**Problem to work on**
Revise the entries below by substituting "trace" for each occurrence of "outline", leaving every other character unchanged.

**Data for this task**
______________________________
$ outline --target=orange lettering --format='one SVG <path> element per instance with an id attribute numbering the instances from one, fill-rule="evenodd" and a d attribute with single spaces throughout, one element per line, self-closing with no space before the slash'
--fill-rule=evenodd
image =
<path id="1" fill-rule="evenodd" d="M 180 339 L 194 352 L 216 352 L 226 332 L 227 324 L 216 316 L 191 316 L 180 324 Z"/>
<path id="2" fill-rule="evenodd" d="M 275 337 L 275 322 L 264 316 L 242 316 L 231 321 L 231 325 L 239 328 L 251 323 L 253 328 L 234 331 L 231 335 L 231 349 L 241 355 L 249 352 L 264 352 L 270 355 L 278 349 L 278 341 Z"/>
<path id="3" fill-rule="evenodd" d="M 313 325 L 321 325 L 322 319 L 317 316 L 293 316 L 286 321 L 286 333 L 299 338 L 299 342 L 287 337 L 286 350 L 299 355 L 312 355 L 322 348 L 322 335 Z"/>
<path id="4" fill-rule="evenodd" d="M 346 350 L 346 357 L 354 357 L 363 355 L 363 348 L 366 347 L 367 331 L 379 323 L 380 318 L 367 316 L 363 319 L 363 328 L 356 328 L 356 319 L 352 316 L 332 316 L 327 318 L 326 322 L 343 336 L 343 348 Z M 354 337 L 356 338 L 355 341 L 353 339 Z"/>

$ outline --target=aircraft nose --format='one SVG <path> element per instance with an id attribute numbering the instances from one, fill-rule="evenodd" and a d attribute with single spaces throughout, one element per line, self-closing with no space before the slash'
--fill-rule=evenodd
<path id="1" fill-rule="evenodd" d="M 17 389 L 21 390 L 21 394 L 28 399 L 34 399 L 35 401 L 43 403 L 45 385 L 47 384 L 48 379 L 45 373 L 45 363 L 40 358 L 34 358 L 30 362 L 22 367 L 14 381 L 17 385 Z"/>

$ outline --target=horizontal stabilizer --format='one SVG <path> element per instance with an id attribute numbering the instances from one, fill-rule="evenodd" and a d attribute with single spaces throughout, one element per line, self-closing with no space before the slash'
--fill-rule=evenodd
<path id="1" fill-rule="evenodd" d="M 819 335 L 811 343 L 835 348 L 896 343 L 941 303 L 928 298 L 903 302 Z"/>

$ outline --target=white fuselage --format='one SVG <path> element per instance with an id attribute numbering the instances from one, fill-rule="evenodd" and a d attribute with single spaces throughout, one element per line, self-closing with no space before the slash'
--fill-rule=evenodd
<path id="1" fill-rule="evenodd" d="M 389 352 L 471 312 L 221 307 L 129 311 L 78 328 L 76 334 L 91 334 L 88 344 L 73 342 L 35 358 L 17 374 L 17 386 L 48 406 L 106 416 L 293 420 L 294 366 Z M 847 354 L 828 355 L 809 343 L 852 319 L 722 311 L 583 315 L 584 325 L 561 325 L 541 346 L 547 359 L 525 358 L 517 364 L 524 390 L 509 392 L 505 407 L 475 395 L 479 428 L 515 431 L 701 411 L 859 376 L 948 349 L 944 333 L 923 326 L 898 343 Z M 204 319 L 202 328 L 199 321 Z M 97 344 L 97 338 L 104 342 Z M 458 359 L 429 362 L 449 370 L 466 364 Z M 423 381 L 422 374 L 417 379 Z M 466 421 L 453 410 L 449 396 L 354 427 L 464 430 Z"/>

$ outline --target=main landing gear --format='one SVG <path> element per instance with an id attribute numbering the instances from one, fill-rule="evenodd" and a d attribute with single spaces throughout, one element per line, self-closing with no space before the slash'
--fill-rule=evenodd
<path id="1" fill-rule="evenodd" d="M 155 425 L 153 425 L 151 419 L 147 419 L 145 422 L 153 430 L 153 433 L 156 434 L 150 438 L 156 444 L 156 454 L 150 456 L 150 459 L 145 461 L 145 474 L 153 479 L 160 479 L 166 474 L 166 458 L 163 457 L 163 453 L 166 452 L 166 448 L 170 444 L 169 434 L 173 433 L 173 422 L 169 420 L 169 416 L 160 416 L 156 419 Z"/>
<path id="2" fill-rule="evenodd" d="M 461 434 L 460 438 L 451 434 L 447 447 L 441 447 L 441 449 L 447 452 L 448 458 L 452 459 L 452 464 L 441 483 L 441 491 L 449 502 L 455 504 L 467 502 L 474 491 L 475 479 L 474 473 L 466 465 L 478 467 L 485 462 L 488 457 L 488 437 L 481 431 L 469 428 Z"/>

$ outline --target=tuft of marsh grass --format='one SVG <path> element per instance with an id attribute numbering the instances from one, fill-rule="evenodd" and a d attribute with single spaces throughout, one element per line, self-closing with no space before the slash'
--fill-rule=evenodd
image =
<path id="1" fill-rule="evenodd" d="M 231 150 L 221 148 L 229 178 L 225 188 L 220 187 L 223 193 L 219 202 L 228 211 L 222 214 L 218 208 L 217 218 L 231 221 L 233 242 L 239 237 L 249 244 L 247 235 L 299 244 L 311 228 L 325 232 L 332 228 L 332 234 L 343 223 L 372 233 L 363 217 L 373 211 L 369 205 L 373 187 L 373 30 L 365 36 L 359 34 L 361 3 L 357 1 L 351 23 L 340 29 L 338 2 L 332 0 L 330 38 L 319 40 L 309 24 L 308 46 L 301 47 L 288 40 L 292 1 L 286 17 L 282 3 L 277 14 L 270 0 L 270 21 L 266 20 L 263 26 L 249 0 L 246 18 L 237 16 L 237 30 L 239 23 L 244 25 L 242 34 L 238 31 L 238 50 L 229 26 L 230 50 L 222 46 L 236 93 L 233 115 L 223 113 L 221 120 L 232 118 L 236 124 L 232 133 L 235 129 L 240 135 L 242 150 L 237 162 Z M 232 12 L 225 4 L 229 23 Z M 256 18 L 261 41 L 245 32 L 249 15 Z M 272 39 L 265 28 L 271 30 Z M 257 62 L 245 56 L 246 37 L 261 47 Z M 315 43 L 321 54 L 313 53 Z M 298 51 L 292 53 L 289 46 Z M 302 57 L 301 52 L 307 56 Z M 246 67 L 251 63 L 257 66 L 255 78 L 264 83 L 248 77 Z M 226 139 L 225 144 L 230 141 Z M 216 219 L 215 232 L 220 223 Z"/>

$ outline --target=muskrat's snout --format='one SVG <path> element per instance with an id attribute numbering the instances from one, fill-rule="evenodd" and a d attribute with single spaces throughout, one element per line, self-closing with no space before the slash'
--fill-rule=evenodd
______________________________
**Reply to the exercise**
$ trace --target=orange lettering --format='one SVG <path> element per instance with an id attribute numbering the instances from one, fill-rule="evenodd" and a d attribute with single spaces throughout, one element per line, self-closing with no space before the slash'
--fill-rule=evenodd
image =
<path id="1" fill-rule="evenodd" d="M 180 339 L 194 352 L 216 352 L 226 332 L 227 324 L 216 316 L 191 316 L 180 324 Z"/>
<path id="2" fill-rule="evenodd" d="M 275 337 L 275 322 L 264 316 L 242 316 L 231 321 L 231 325 L 239 328 L 251 323 L 253 328 L 234 331 L 231 335 L 231 349 L 241 355 L 249 352 L 264 352 L 270 355 L 278 349 L 278 341 Z"/>
<path id="3" fill-rule="evenodd" d="M 313 325 L 321 325 L 322 319 L 317 316 L 293 316 L 286 321 L 286 333 L 299 338 L 299 342 L 287 337 L 286 350 L 299 355 L 312 355 L 322 348 L 322 335 Z"/>
<path id="4" fill-rule="evenodd" d="M 346 350 L 346 357 L 354 357 L 363 355 L 363 348 L 366 347 L 367 331 L 379 323 L 380 318 L 367 316 L 363 319 L 363 328 L 356 328 L 356 319 L 352 316 L 332 316 L 327 318 L 326 322 L 343 336 L 343 348 Z M 354 337 L 356 338 L 355 341 L 353 339 Z"/>

$ trace --target=aircraft nose --format='one SVG <path> element per instance with an id attribute numbering the instances from one, fill-rule="evenodd" and a d attribute with single spaces throughout, one element per line, self-closing with no space before the slash'
--fill-rule=evenodd
<path id="1" fill-rule="evenodd" d="M 17 389 L 21 390 L 21 394 L 28 399 L 34 399 L 35 401 L 43 403 L 45 385 L 47 384 L 48 379 L 45 373 L 45 363 L 40 358 L 34 358 L 30 362 L 22 367 L 14 381 L 17 385 Z"/>

$ trace --target=horizontal stabilizer --format='one SVG <path> element per instance with an id attribute numbering the instances from one, fill-rule="evenodd" and a d attribute with single spaces throughout, one element per line, self-closing with no space before the slash'
--fill-rule=evenodd
<path id="1" fill-rule="evenodd" d="M 819 335 L 811 343 L 835 348 L 896 343 L 941 303 L 928 298 L 903 302 Z"/>

$ trace --target=white fuselage --format='one SVG <path> element per instance with an id attribute numbering the instances from one, fill-rule="evenodd" and a d attribute with single spaces throughout, one element per line, self-closing with no space before the slash'
--fill-rule=evenodd
<path id="1" fill-rule="evenodd" d="M 389 352 L 471 312 L 221 307 L 129 311 L 78 328 L 76 334 L 91 334 L 88 344 L 73 342 L 35 358 L 17 374 L 17 386 L 48 406 L 106 416 L 293 420 L 294 366 Z M 847 354 L 828 355 L 809 343 L 852 319 L 722 311 L 583 315 L 584 325 L 561 325 L 541 346 L 547 359 L 525 358 L 517 364 L 524 390 L 509 392 L 505 407 L 475 395 L 479 428 L 515 431 L 701 411 L 859 376 L 948 349 L 944 333 L 923 326 L 898 343 Z M 204 319 L 202 328 L 199 321 Z M 97 344 L 97 338 L 104 342 Z M 458 359 L 429 362 L 449 370 L 466 364 Z M 423 381 L 422 374 L 417 379 Z M 466 421 L 453 410 L 449 396 L 354 427 L 464 430 Z"/>

$ trace --target=main landing gear --format='one SVG <path> element per instance with an id attribute numbering the instances from one, fill-rule="evenodd" and a d attribute with single spaces throughout, one element per line, self-closing with no space before the slash'
--fill-rule=evenodd
<path id="1" fill-rule="evenodd" d="M 155 425 L 153 425 L 151 419 L 147 419 L 145 422 L 153 430 L 153 433 L 156 434 L 150 438 L 156 444 L 156 454 L 150 456 L 150 459 L 145 461 L 145 474 L 153 479 L 160 479 L 166 474 L 166 458 L 163 457 L 163 453 L 166 452 L 166 448 L 170 444 L 169 434 L 173 433 L 173 422 L 169 420 L 169 416 L 160 416 L 156 419 Z"/>
<path id="2" fill-rule="evenodd" d="M 461 434 L 460 438 L 451 434 L 447 447 L 441 447 L 441 449 L 447 452 L 448 458 L 452 459 L 452 464 L 441 483 L 441 491 L 449 502 L 455 504 L 467 502 L 474 491 L 475 479 L 474 473 L 466 465 L 478 467 L 485 462 L 488 457 L 488 437 L 481 431 L 469 428 Z"/>

$ trace --target=tuft of marsh grass --format='one SVG <path> element per instance with an id attribute numbering the instances from one, fill-rule="evenodd" and a d attribute with single spaces throughout, one element per line, self-closing with no space before the slash'
--fill-rule=evenodd
image =
<path id="1" fill-rule="evenodd" d="M 231 150 L 221 148 L 229 178 L 225 188 L 220 187 L 223 193 L 219 202 L 228 211 L 222 214 L 218 208 L 217 218 L 231 221 L 233 242 L 239 237 L 249 244 L 247 235 L 299 244 L 311 228 L 325 232 L 332 228 L 332 234 L 343 223 L 372 233 L 363 217 L 373 211 L 369 205 L 373 187 L 373 30 L 365 36 L 359 34 L 361 3 L 357 1 L 351 23 L 340 29 L 338 2 L 332 0 L 330 38 L 319 40 L 309 24 L 308 46 L 301 47 L 288 40 L 292 1 L 286 17 L 282 3 L 277 14 L 270 0 L 270 21 L 266 20 L 263 26 L 249 0 L 246 18 L 237 16 L 237 30 L 239 23 L 244 25 L 242 34 L 238 31 L 238 50 L 229 26 L 230 50 L 222 46 L 236 93 L 233 115 L 223 113 L 221 120 L 232 118 L 236 124 L 232 133 L 235 129 L 240 135 L 242 150 L 237 162 Z M 232 12 L 225 4 L 229 23 Z M 256 18 L 261 41 L 245 32 L 249 15 Z M 272 39 L 265 28 L 271 30 Z M 257 62 L 245 56 L 246 37 L 261 47 Z M 315 43 L 321 54 L 313 53 Z M 298 51 L 292 53 L 289 46 Z M 302 57 L 301 52 L 307 56 Z M 246 67 L 251 63 L 257 66 L 255 78 L 264 83 L 248 77 Z M 226 139 L 225 144 L 230 141 Z M 216 219 L 215 232 L 220 223 Z"/>

$ trace --target=muskrat's snout --format='one SVG <path> element per instance with an id attribute numbering the instances from one, fill-rule="evenodd" and a d attribute with single spaces throughout, one element per line, self-closing with no space before the slash'
--fill-rule=evenodd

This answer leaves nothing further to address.